--- What is needed ---
Retype the entries from the line containing "point_to MUST return one point per instance of the door" through the last line of the entries, both ends included, without changing any character.
++++ Material
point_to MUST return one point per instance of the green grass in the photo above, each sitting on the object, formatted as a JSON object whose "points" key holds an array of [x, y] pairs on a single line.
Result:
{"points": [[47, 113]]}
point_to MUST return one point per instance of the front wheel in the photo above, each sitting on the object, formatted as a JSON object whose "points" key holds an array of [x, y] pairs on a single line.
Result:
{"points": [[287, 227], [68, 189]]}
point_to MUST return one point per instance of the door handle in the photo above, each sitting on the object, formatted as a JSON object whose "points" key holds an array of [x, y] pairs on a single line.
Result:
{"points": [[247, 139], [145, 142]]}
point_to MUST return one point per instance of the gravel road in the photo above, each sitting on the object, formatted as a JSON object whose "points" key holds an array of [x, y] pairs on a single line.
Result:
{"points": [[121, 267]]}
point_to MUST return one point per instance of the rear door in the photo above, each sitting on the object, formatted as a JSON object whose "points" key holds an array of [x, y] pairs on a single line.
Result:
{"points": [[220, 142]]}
++++++++
--- Output ---
point_to MUST return one point per instance of the door handle in the photo above, each sitting on the object, formatted as a JSON object whose "points" key holds an array of [x, y] pairs on a single line.
Result:
{"points": [[247, 139], [145, 142]]}
point_to MUST return one point per instance of the gravel road in the photo above, each sitting on the object, formatted as a JSON object whose "points" key holds an array of [x, y] pairs on a single line.
Result:
{"points": [[121, 267]]}
point_to MUST return one point per instance of the rear door in the photo above, each sitting on the object, formatted as a JSON object whose "points" key holds an array of [x, y] pairs on a single line.
Result:
{"points": [[220, 142]]}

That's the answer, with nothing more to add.